# [TEXT SECTION]
▶

7. Cooperation with the Fund, the Adviser and Other Service
Providers.
(a) The Sub-Adviser agrees to cooperate with and
provide reasonable assistance to the Adviser, the
Fund, the Fund's custodian, accounting agent,
administrator, pricing agents, independent auditors
and all other agents, representatives and service
providers of the Fund and the Adviser, and to provide
the foregoing persons such information with respect to
the Managed Portion as they may reasonably request
from time to time in the performance of their
obligations; provide prompt responses to reasonable
requests made by such persons; and establish and
maintain appropriate operational programs, procedures
and interfaces with such persons so as to promote the
efficient exchange of information and compliance with
applicable laws, rules and regulations, and the
guidelines, policies and procedures adopted or
implemented with respect to the Fund and/or the Sub-
Adviser.
(b) The Fund's assets (including the Managed Portion)
shall be held by a custodian appointed by the Fund
pursuant to a separate custody agreement; the Sub-
Adviser and its affiliates shall at no time have
custody or physical control of any assets or cash of
the Fund. The Sub-Adviser shall advise the Fund's
custodian and accounting agent on a prompt basis of
each purchase and sale of a portfolio security or
other financial instrument specifying the name of the
issuer or Counterparty, the description, terms and
amount of shares or principal amount of the security
or other financial instrument purchased or sold, the
market price, commission and gross or net price, trade
date, settlement date and identity of the effecting
broker or dealer and such other information as may
reasonably be required. The Sub-Adviser shall arrange
for the transmission to the Fund's custodian, Adviser
and accounting agent on a daily basis such
confirmation, trade tickets, and other documents and
information as may be reasonably necessary to enable
the custodian, Adviser and accounting agent to perform
their administrative, recordkeeping and other
responsibilities with respect to the Fund.
(c) Without limiting the generality of the foregoing
and in furtherance thereof, the Sub-Adviser shall
report to the Fund's custodian and accounting agent
all trades and positions in the Managed Portion daily
(in such form and at such times as specified by the
Fund's custodian and accounting agent), including any
trade it has entered into for which it has not
received confirmation, and shall also request each
executing broker and Counterparty to deliver its own
such transaction and position reporting, and any
information related to any corporate action relevant
to the investments of the Managed Portion (in such
form and at such times as specified by the Fund's
custodian and accounting agent).

◀

# [RECORDS SUPPLIED]
▶

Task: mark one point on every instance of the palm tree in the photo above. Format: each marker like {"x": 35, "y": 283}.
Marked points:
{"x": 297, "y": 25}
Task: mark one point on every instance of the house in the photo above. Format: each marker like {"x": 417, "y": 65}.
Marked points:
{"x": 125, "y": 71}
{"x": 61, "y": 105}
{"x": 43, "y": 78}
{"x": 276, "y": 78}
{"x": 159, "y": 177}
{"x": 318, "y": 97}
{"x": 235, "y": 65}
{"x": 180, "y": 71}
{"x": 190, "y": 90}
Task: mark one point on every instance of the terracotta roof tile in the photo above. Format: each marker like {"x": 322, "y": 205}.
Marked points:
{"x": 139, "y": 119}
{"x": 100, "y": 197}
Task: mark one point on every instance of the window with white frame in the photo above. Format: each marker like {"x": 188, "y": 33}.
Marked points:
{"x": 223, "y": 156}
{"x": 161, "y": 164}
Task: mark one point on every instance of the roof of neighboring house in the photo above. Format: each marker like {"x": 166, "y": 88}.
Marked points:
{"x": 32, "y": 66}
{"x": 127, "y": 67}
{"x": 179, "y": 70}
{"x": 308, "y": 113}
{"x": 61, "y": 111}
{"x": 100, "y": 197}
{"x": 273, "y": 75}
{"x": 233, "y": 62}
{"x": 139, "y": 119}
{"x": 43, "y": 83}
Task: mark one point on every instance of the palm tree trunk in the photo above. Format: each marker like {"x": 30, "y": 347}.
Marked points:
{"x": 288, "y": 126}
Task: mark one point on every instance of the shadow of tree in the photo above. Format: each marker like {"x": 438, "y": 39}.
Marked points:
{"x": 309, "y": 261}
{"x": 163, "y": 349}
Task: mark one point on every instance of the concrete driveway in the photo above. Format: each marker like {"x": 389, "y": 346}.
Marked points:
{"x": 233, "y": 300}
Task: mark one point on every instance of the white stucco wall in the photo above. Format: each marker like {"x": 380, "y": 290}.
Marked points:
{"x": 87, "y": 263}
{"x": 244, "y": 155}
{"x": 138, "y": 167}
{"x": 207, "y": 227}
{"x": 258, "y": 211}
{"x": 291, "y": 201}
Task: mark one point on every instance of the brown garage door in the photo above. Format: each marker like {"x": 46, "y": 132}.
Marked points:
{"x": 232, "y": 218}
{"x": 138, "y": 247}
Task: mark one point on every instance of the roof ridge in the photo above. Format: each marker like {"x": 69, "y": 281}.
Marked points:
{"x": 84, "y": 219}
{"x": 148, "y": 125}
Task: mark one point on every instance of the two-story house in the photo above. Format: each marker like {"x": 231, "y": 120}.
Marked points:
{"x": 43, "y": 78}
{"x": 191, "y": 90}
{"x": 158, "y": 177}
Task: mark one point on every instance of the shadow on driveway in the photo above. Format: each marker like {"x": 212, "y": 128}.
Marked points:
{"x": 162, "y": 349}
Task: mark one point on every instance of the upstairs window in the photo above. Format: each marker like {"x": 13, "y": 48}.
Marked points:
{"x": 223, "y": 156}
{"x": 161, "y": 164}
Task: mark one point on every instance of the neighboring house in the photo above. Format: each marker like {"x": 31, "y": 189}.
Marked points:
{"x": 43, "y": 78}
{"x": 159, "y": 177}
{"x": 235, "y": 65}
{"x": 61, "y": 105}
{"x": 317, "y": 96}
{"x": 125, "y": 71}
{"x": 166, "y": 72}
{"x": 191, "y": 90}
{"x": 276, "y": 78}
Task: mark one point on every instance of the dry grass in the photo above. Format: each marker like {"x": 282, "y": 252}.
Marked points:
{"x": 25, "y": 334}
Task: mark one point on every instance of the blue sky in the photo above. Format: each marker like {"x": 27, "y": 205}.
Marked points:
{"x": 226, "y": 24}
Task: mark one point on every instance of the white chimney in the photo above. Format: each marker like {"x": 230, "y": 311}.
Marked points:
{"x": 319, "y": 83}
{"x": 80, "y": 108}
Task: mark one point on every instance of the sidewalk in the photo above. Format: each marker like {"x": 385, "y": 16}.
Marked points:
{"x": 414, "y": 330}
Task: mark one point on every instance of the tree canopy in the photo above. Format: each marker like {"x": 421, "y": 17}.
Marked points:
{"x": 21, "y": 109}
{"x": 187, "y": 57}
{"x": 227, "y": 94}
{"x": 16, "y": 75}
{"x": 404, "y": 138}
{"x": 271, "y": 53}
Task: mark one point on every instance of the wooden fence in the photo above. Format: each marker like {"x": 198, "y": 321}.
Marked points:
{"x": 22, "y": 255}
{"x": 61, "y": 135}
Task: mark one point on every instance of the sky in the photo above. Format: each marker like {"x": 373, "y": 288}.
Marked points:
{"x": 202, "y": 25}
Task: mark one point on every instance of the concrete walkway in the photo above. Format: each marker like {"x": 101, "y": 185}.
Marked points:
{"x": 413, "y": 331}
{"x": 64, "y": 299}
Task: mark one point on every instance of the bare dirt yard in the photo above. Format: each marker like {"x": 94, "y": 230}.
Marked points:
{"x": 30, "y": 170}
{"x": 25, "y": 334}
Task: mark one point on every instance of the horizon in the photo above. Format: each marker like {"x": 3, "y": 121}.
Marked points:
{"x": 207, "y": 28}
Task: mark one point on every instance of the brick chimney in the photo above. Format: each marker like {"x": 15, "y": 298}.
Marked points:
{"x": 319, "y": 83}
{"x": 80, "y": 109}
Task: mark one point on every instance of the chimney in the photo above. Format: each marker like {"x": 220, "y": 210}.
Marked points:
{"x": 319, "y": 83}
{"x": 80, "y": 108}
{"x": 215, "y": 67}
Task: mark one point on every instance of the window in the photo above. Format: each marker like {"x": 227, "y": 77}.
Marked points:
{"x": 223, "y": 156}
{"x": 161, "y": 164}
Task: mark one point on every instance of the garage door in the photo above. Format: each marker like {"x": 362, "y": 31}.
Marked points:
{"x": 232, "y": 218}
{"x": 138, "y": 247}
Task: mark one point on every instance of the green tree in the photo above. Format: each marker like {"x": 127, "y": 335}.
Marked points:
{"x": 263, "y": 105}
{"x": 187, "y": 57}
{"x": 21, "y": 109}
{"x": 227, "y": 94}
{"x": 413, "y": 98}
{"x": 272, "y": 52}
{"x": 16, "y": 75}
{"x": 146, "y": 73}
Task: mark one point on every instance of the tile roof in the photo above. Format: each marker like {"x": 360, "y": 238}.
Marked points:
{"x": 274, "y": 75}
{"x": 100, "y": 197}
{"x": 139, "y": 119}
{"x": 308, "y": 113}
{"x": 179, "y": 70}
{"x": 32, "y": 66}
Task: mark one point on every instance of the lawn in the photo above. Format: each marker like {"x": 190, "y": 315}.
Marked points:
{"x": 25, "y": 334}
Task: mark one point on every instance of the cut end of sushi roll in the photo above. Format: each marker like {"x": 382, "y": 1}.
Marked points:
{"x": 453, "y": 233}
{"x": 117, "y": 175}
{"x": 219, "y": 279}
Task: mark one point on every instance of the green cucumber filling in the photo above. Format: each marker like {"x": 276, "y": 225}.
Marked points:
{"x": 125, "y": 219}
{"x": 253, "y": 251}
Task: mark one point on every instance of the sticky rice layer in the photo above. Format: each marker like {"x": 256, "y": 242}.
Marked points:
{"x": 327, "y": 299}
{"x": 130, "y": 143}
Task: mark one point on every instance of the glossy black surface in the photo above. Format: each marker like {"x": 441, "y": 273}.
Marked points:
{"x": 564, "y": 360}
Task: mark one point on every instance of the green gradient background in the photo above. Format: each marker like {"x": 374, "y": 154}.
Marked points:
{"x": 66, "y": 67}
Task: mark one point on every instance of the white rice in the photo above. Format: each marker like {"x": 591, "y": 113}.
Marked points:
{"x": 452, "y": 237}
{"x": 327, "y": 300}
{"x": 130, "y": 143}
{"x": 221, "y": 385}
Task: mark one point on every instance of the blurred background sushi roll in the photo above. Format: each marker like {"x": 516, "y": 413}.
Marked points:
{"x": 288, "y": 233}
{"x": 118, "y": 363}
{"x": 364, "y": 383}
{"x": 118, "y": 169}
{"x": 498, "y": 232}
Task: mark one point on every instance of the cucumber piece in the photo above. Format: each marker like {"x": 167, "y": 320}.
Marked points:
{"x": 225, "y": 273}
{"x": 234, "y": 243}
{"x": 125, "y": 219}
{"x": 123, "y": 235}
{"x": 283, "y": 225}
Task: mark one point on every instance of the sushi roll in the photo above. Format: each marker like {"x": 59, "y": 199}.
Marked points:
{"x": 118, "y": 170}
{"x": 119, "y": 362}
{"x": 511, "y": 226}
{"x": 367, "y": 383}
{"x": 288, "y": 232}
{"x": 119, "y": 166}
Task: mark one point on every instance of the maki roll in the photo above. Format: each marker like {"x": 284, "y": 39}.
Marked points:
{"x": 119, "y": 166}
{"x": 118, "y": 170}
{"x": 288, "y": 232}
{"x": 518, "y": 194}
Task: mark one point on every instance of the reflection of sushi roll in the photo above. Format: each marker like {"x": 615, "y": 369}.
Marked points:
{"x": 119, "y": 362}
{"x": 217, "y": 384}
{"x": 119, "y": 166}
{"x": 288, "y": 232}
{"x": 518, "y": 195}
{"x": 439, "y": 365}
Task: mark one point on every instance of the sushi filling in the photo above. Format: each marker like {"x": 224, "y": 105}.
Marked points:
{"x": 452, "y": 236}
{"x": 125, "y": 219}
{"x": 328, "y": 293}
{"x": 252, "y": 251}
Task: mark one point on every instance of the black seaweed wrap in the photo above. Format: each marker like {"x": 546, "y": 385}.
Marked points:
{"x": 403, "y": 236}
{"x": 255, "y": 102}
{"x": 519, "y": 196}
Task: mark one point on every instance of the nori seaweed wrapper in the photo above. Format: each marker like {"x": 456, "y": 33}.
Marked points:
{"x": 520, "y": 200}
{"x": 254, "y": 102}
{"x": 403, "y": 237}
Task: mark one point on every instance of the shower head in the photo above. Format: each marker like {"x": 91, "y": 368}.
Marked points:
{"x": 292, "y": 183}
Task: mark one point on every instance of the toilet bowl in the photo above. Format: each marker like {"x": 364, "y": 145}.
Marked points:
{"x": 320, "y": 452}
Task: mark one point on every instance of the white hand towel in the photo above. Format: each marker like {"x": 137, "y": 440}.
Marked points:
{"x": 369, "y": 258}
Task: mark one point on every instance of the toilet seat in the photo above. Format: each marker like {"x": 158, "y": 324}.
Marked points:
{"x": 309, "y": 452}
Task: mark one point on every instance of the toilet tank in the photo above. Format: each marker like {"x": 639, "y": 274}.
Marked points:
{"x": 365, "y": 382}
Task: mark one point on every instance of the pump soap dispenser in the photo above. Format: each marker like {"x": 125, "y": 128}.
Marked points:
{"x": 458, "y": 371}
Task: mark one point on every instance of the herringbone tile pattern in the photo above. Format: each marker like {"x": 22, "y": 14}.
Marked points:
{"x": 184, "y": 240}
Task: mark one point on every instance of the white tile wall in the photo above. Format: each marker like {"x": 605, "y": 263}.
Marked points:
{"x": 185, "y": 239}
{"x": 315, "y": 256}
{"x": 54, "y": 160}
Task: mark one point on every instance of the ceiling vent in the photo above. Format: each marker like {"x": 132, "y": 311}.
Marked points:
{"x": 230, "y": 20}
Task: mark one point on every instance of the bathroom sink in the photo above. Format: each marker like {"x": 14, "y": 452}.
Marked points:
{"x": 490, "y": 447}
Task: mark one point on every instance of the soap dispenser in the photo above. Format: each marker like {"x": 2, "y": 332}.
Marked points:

◀

# [PROBLEMS AND TASKS]
a) In the cooperation clause, who holds the Fund's assets, including the Managed Portion?
b) Collect each line of the records that contains the word "concrete".
The cooperation clause and the records are independent of each other.

# [PER-TASK ANSWERS]
a) A custodian appointed by the Fund under a separate custody agreement holds them.

b)
Task: mark one point on every instance of the concrete driveway in the photo above. Format: each marker like {"x": 389, "y": 346}.
Task: mark one point on every instance of the concrete walkway in the photo above. Format: each marker like {"x": 101, "y": 185}.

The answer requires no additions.